■ **What is required**
Please copy out all of the data below word for word, omitting the images.

-- start of Material supplied --

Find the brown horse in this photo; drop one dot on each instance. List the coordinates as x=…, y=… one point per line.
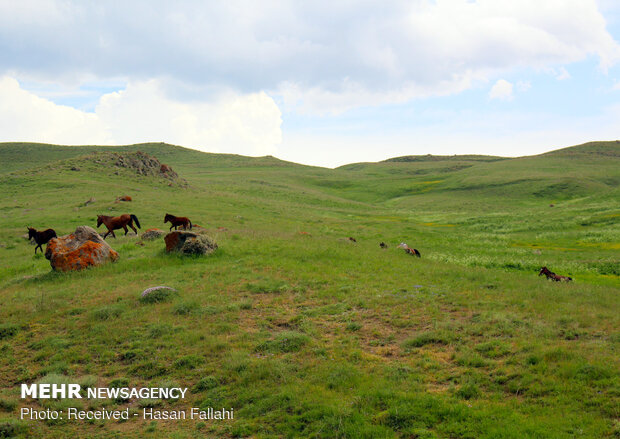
x=118, y=222
x=409, y=250
x=41, y=237
x=177, y=221
x=555, y=277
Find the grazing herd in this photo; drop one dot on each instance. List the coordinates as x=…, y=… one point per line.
x=112, y=223
x=128, y=220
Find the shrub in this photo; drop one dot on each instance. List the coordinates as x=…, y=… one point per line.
x=8, y=330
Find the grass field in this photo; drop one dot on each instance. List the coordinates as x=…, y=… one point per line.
x=310, y=334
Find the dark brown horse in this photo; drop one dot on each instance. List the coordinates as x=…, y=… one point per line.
x=118, y=222
x=41, y=237
x=555, y=277
x=409, y=250
x=177, y=221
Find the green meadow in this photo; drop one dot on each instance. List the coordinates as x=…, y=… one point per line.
x=304, y=332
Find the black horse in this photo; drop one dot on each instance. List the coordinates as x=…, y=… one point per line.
x=41, y=237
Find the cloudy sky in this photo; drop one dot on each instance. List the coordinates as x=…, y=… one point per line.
x=321, y=82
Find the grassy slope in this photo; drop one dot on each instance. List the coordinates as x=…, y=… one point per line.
x=314, y=335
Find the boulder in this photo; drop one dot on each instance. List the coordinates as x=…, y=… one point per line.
x=189, y=243
x=82, y=249
x=152, y=234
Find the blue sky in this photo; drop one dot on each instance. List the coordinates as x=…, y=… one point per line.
x=322, y=83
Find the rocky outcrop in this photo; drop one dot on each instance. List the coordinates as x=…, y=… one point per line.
x=189, y=243
x=82, y=249
x=152, y=234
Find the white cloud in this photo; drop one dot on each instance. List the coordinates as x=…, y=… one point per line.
x=501, y=90
x=335, y=55
x=562, y=74
x=244, y=124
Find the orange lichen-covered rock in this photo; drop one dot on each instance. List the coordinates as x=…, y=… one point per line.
x=82, y=249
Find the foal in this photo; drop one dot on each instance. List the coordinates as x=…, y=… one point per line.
x=177, y=221
x=118, y=222
x=41, y=237
x=555, y=277
x=409, y=250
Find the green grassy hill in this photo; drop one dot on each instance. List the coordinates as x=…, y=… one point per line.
x=310, y=334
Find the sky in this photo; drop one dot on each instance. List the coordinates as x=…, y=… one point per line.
x=322, y=83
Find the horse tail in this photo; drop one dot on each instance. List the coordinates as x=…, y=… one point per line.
x=135, y=218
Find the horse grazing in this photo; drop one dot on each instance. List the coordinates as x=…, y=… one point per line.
x=177, y=221
x=555, y=277
x=41, y=237
x=118, y=222
x=409, y=250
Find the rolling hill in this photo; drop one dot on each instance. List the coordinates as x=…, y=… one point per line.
x=304, y=332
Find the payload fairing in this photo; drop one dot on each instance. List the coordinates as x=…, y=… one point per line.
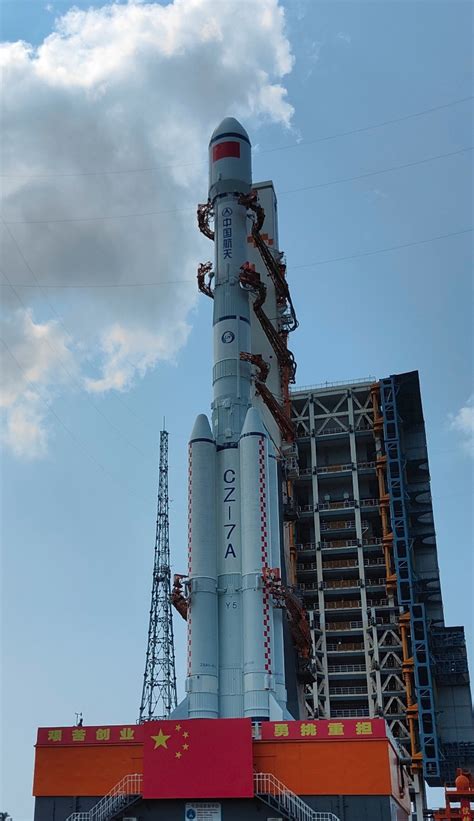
x=235, y=635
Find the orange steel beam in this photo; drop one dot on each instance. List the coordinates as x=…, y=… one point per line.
x=391, y=585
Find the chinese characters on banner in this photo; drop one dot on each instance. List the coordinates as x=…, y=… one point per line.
x=323, y=730
x=318, y=730
x=74, y=736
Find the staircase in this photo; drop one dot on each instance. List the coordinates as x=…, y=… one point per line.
x=123, y=795
x=275, y=794
x=286, y=803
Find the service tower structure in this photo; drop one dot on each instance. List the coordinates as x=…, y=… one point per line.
x=235, y=646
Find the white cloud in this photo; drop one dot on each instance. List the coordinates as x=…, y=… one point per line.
x=33, y=358
x=121, y=87
x=463, y=423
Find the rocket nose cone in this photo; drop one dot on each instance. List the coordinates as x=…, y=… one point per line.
x=253, y=423
x=230, y=126
x=202, y=429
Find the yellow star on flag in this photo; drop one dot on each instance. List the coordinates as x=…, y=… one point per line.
x=160, y=740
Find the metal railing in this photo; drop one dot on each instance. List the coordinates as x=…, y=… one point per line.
x=367, y=380
x=291, y=806
x=339, y=543
x=336, y=626
x=341, y=525
x=336, y=583
x=340, y=563
x=334, y=468
x=346, y=691
x=349, y=713
x=345, y=648
x=119, y=798
x=336, y=505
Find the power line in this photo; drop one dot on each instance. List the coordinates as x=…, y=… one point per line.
x=382, y=250
x=289, y=191
x=291, y=267
x=297, y=144
x=374, y=173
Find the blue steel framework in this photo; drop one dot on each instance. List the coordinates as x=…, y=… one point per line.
x=406, y=583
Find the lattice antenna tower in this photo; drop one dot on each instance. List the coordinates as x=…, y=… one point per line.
x=159, y=681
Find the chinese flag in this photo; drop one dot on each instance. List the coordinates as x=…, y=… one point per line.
x=198, y=758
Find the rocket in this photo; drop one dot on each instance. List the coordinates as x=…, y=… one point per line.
x=235, y=632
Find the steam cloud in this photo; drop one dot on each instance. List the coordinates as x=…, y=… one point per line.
x=122, y=88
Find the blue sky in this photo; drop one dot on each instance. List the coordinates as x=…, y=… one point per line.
x=91, y=372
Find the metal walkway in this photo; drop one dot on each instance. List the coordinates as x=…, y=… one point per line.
x=286, y=803
x=275, y=794
x=123, y=795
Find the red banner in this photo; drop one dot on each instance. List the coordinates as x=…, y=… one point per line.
x=75, y=736
x=324, y=730
x=198, y=758
x=227, y=149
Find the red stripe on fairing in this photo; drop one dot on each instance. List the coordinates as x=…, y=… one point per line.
x=222, y=150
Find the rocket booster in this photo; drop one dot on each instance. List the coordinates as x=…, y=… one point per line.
x=235, y=635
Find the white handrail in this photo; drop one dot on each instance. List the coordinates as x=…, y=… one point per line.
x=119, y=797
x=270, y=788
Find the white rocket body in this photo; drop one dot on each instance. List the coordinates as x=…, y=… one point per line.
x=235, y=635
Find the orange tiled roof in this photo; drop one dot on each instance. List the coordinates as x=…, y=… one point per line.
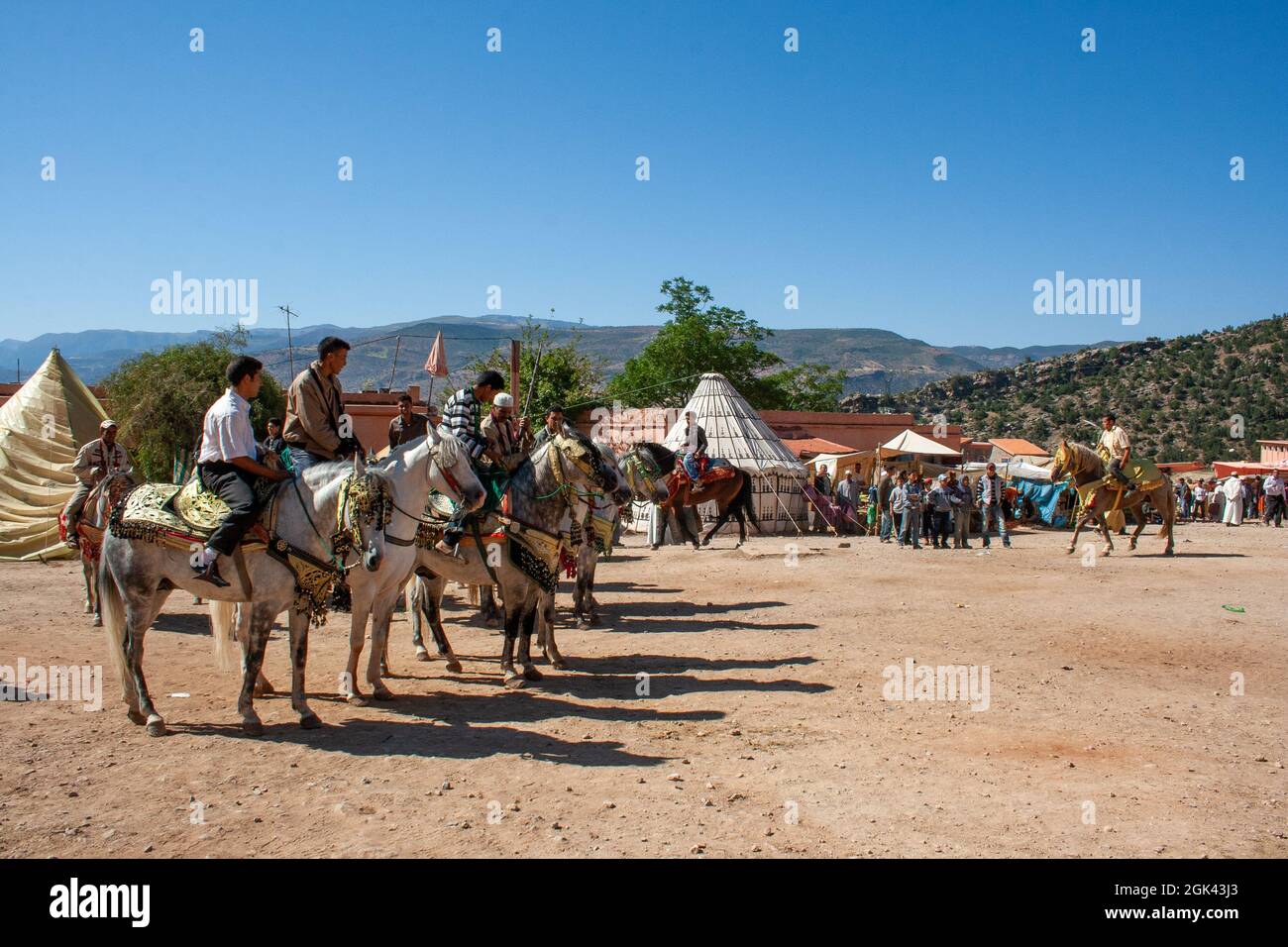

-- end of Material supplied --

■ **Answer**
Find the brown horse in this photo; drop one dot on each instance. List the coordinates as x=…, y=… one point per line.
x=118, y=222
x=409, y=250
x=41, y=237
x=177, y=221
x=555, y=277
Find the grazing herd in this photo; drop one dot on each instance. List the coordinates as x=…, y=… one point per line.
x=112, y=223
x=128, y=220
Find the shrub in this photo; drop one dot on each instance. List the coordinates as x=…, y=… one point per line.
x=8, y=330
Find the grass field in this photo; drop one dot on each instance. List the coordinates as x=…, y=… one point per line.
x=310, y=334
Find the dark brown horse in this photo; drop one dot on each instance. List the coordinates as x=…, y=… one point per line.
x=118, y=222
x=41, y=237
x=555, y=277
x=409, y=250
x=177, y=221
Find the green meadow in this photo; drop one dot on each instance. List the coordinates as x=…, y=… one point per line.
x=304, y=332
Find the black horse in this photo; drop one dot on each instance. List the coordinates as x=…, y=… one point per line.
x=41, y=237
Find the cloudy sky in this photo; drop one dot on each instance. List the coordinates as x=…, y=… one point per line.
x=321, y=82
Find the grassy slope in this photo; drop one dot on each instance. List the coordinates as x=…, y=… one point per line.
x=314, y=335
Find the boulder in this photo; drop one dot on each instance. List the coordinates as x=…, y=… one point per line.
x=189, y=243
x=82, y=249
x=152, y=234
Find the blue sky in this photo; drop one dot on each instance. List the coordinates as x=…, y=… one point per line.
x=322, y=83
Find the rocky outcrop in this photo; drop one dot on each instance. List the coordinates as x=…, y=… one point per line.
x=189, y=243
x=82, y=249
x=152, y=234
Find the white cloud in this photo; drop one dot on each instance. List the coordinates as x=…, y=… one point per line.
x=501, y=90
x=335, y=55
x=562, y=74
x=244, y=124
Find the orange lichen-covered rock in this photo; drop one dot on each instance. List the coordinates as x=…, y=… one point per line.
x=82, y=249
Find the foal in this photo; drop one dot on each instance. List the coordinates as x=…, y=… one point per line.
x=177, y=221
x=118, y=222
x=41, y=237
x=555, y=277
x=409, y=250
Find the green grassy hill in this photo; drop one dot on each instance. List the coordinates as x=…, y=… one point per line.
x=310, y=334
Find the sky in this photo; drop one dot on each instance. List the coordinates as x=…, y=… one point per line.
x=322, y=83
Find the horse tail in this photo; drop one dot on each instance. List the coordinates as x=…, y=… one point per line.
x=135, y=218
Find the horse grazing in this photo; drop one dot on each instance. List the coordinates as x=…, y=… one point per line.
x=177, y=221
x=555, y=277
x=41, y=237
x=118, y=222
x=409, y=250
Find the rolling hill in this photo; drop one dot on each instance. List the coordinates as x=…, y=… one point per line.
x=304, y=332
Find the payload fairing in this photo; drop one dot on each instance. List the coordinates as x=…, y=… one point per line.
x=235, y=635
Find the orange steel beam in this photo; drop one dot on each instance. List the coordinates as x=…, y=… one point per line.
x=391, y=585
Find the chinese characters on banner in this photo; drop one dot on each instance. List the coordinates as x=…, y=… one point per line.
x=323, y=730
x=318, y=730
x=74, y=736
Find the staircase in this photo; drop one dot on each instance. List the coordinates as x=…, y=… one point per line.
x=123, y=795
x=275, y=794
x=286, y=803
Find the service tower structure in this photo; drop one dot on each instance. List the coordinates as x=…, y=… one point per line.
x=235, y=646
Find the white cloud in this photo; drop one dot on each instance. List the coordinates as x=…, y=… one point per line.
x=33, y=358
x=121, y=87
x=463, y=423
Find the rocket nose cone in this photo; drop one dot on each instance. List the coordinates as x=…, y=… one point per line.
x=253, y=423
x=230, y=126
x=202, y=429
Find the yellow star on flag in this photo; drop one dot on each instance. List the coordinates as x=…, y=… one point per line.
x=160, y=740
Find the metal railing in this photo; drop one dot on each instance. List the coordinates as x=…, y=… one point per line.
x=367, y=380
x=291, y=806
x=339, y=543
x=336, y=626
x=341, y=525
x=336, y=583
x=340, y=563
x=334, y=468
x=346, y=691
x=349, y=713
x=345, y=648
x=119, y=798
x=336, y=505
Find the power line in this photo; drop one dot on each instance. List the coordinates as x=…, y=… one point per line.
x=382, y=250
x=289, y=191
x=291, y=267
x=297, y=144
x=374, y=173
Find the blue steel framework in this photo; drop one dot on each instance. List the coordinates as x=…, y=… one point per line.
x=406, y=583
Find the lattice antenna tower in this photo; drop one dot on each instance. List the coordinates as x=…, y=… one point per line.
x=159, y=681
Find the chinese flag in this photo; drop one dot on each instance. List the coordinates as x=…, y=… one point per line.
x=198, y=758
Find the rocket in this photo; drop one dot on each instance. List the coordinates as x=…, y=… one point per line.
x=235, y=632
Find the steam cloud in this photo; drop one dot on each instance. List the coordinates as x=…, y=… one point per line.
x=122, y=88
Find the blue sky in this photo; drop one dot on each instance. List the coordinates as x=…, y=… one point per line.
x=91, y=372
Find the metal walkway in this photo; drop one dot on each instance. List the coordinates as x=…, y=… one point per line.
x=286, y=803
x=275, y=794
x=123, y=795
Find the red banner in this photo; drop one dot on each instance. List the coordinates as x=…, y=… one point per line.
x=75, y=736
x=324, y=730
x=198, y=758
x=227, y=149
Find the red stripe on fairing in this photo; drop one dot on each instance. List the coordinates as x=…, y=… one point per line.
x=222, y=150
Find the rocket booster in this photo; drop one dot on each instance. List the coordinates as x=…, y=… one point per line.
x=235, y=635
Find the white handrail in this photo; drop one dot on each instance. List the coordinates as x=…, y=… one point per line.
x=119, y=797
x=270, y=788
Find the white rocket body in this photo; drop one dot on each instance. List the coordinates as x=…, y=… one point per line.
x=235, y=635
Find the orange tiled roof in this photo; drop one dot on each instance. List the coordinates as x=…, y=… one point per line.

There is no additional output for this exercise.